- Document segment -
━━━━━━

# Msobo Magunga Tankmates



## weldeng (Jul 20, 2008)

I am setting up a new tank and getting some free Msobo Magunga to start with. What Malawi species would be most compatible to add and what should I avoid?


----------



## moonlight (Feb 21, 2007)

I think it would help people out here if you let us know how big the tank was and how many Msobos you are starting with. That will give people a chance to see your tank in there head. Msobos have always been one of my favs, it is really hard to beat the male coloration.

-Mark


----------



## weldeng (Jul 20, 2008)

moonlight said:


> I think it would help people out here if you let us know how big the tank was and how many Msobos you are starting with. That will give people a chance to see your tank in there head. Msobos have always been one of my favs, it is really hard to beat the male coloration.
> 
> -Mark


The tank is 75 gal and I will be given 6 -8 Msobos each about 2" long once the tank is done cycling. I plan on thinning the Msobos down as they grow a liitle larger to say 1 male and 2 to 3 females. I had originally planned on stocking with haps and peacocks. I am hoping the Msobos will not prevent me from adding these fish.


----------



## noki (Jun 13, 2003)

I think they are too aggressive for most Haps and peacocks... in that the Haps and peacocks may not thrive and show good color. Maybe you could get lucky but it's not a great mix


----------



## moonlight (Feb 21, 2007)

━━━━━━

- Directions for this task -
Reproduce the part of the Msobo Magunga tankmates thread starting with "The tank is 75" and going on through "adding these fish.", word for word.

- Recorded data -
━━━━━━

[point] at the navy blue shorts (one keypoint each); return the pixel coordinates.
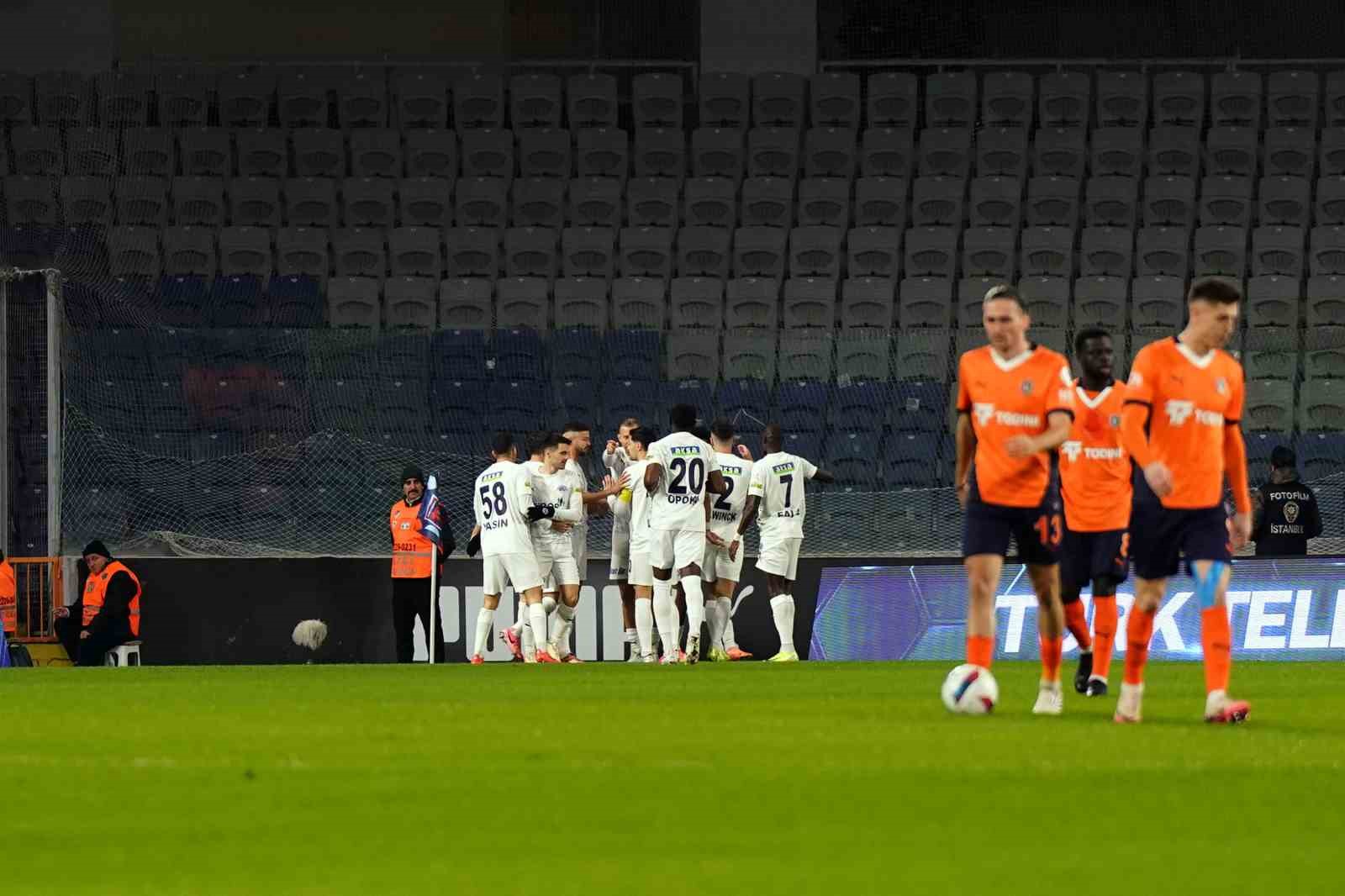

━━━━━━

- Result for this task -
The tank is 75 gal and I will be given 6 -8 Msobos each about 2" long once the tank is done cycling. I plan on thinning the Msobos down as they grow a liitle larger to say 1 male and 2 to 3 females. I had originally planned on stocking with haps and peacocks. I am hoping the Msobos will not prevent me from adding these fish.